DOCUMENT:
------------------------
Minimum Size Subarray Sum

Problem

Given an array of n positive integers and a positive integer s, find the minimal length of a contiguous subarray of which the sum ≥ s. If there isn't one, return 0 instead.

For example, given the array [2,3,1,2,4,3] and s = 7, the subarray [4,3] has the minimal length under the problem constraint.

Solution

Two Pointers Solution: O(n) time

public class Solution {
    public int minSubArrayLen(int s, int[] nums) {
        if (nums == null || nums.length == 0) return 0;
        int sum = 0, start = 0, res = Integer.MAX_VALUE;
        for (int i = 0; i < nums.length; i++) {
            sum += nums[i];
            while (sum >= s) {
                res = Math.min(res, i - start + 1);
                sum -= nums[start++];
            }
        }
        return res == Integer.MAX_VALUE ? 0 : res; // Do not forget to check whether we find any valid subarray  
    }
}

Analysis

The idea of this solution is that we first find a qualified subarray from the beginning
At some point after adding current number, we will have the qualified subarray
Then we use a while loop to get the smaller res
We do this by deducting sum from nums[index++] and update res with Math.min(res, i - start + 1)
We then will get the res until current index i

Notice that the time complexity is O(n) although there are two nested loops
This is because in the inner while loop, there is no index newly initialized
Each element will be visited at most twice
------------------------
GIVEN TASK 1: Retype the part of the minimum size subarray sum write-up starting with "Minimum Size Subarray" and going on through "return 0 instead.".
GIVEN TASK 2: According to the minimum size subarray sum write-up, why is the time complexity O(n) even though there are two nested loops?
The records that come next have no connection to the minimum size subarray sum write-up.

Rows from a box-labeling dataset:
------------------------
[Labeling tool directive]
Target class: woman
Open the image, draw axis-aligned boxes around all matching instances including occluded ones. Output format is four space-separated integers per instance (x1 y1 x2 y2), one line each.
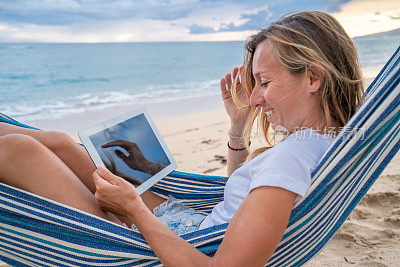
0 12 363 266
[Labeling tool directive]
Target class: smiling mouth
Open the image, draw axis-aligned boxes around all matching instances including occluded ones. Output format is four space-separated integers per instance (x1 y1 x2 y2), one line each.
265 109 275 117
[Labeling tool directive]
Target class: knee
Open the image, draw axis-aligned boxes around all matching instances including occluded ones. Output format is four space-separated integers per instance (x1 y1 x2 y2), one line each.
43 131 75 154
0 134 41 160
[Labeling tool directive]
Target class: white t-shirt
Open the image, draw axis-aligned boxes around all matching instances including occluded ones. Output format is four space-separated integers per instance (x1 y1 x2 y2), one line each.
199 128 334 229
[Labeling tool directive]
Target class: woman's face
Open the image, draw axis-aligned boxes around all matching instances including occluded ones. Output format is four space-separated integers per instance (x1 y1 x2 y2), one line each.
250 41 323 132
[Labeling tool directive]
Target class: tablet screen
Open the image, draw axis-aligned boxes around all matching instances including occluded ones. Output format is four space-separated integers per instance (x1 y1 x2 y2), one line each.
79 108 176 194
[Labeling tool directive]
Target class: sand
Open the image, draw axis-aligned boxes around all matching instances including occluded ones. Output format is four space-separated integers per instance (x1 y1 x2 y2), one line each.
0 96 400 266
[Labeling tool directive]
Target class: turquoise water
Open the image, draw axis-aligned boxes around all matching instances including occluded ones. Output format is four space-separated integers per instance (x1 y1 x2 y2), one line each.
0 31 400 122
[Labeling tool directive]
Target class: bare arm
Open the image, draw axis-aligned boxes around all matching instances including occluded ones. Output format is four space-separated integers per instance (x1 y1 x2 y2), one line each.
93 168 296 266
226 125 249 176
220 67 250 176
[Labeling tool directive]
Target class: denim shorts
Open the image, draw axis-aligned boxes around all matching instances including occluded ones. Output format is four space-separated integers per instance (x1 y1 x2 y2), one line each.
132 196 208 235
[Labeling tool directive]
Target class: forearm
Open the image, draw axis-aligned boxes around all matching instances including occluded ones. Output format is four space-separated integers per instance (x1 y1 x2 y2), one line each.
227 124 249 176
128 202 212 266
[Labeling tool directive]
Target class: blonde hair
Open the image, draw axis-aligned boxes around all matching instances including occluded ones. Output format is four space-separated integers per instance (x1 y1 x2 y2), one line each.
232 11 364 159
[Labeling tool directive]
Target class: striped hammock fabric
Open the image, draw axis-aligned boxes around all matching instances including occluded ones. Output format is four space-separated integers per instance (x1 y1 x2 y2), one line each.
0 45 400 266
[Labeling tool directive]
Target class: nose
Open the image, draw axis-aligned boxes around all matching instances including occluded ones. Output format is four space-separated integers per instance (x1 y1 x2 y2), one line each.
250 86 265 108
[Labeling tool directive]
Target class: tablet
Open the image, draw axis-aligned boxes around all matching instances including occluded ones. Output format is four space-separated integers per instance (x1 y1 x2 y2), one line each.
------------------------
RIGHT ANSWER 1:
Minimum Size Subarray Sum

Problem

Given an array of n positive integers and a positive integer s, find the minimal length of a contiguous subarray of which the sum ≥ s. If there isn't one, return 0 instead.

RIGHT ANSWER 2: Because no index is newly initialized in the inner while loop, so each element is visited at most twice.